▸ **Task data**:
****

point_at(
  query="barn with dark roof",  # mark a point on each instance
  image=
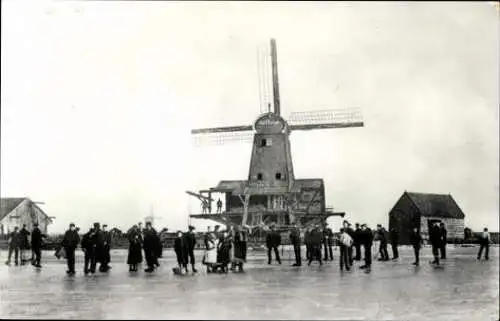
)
(17, 211)
(423, 209)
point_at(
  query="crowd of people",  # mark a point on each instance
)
(227, 249)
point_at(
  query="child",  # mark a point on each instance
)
(345, 244)
(181, 253)
(225, 252)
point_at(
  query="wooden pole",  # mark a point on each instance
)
(276, 90)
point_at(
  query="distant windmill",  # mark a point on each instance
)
(151, 217)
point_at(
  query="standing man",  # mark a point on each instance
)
(98, 241)
(219, 206)
(151, 245)
(367, 242)
(240, 248)
(327, 242)
(88, 248)
(14, 243)
(273, 241)
(394, 236)
(315, 239)
(25, 244)
(345, 243)
(435, 239)
(295, 239)
(36, 245)
(70, 243)
(484, 242)
(382, 237)
(307, 241)
(444, 240)
(416, 241)
(106, 249)
(357, 242)
(349, 230)
(190, 243)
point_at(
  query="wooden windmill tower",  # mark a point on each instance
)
(271, 191)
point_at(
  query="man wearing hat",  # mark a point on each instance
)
(98, 242)
(36, 245)
(70, 242)
(366, 239)
(273, 241)
(106, 248)
(190, 243)
(295, 239)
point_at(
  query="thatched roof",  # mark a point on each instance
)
(7, 205)
(436, 205)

****

▸ **What this task involves**: Update all of the records above so that every "windmill" reads "mill", with everything else unchanged and the pictures left out.

▸ **Final result**:
point_at(
  query="barn with dark roof",  # mark a point on each instance
  image=
)
(17, 211)
(423, 209)
point_at(
  query="crowd of people",  # mark a point on each instance
)
(227, 249)
point_at(
  query="child",  # mark a point on each instance
)
(345, 244)
(181, 253)
(225, 252)
point_at(
  query="wooden pole",  # mark a point on each instance
)
(276, 90)
point_at(
  query="distant mill",  # mark a point on each instance
)
(151, 217)
point_at(
  query="standing man",  # mark a point on each instance
)
(98, 241)
(219, 206)
(151, 245)
(367, 242)
(240, 248)
(327, 242)
(88, 248)
(14, 243)
(273, 241)
(394, 236)
(315, 239)
(25, 244)
(345, 243)
(435, 239)
(295, 239)
(36, 245)
(70, 243)
(484, 242)
(382, 237)
(307, 241)
(444, 240)
(416, 241)
(106, 249)
(357, 242)
(349, 230)
(190, 243)
point_at(
  query="wooden mill tower",  # mark a point on each instance
)
(271, 191)
point_at(
  query="man wearing hat",  # mark a point on each instance
)
(98, 242)
(36, 245)
(70, 242)
(366, 239)
(273, 241)
(106, 248)
(190, 243)
(295, 239)
point_at(
  query="thatched roof",  # mark a point on each instance
)
(7, 205)
(436, 205)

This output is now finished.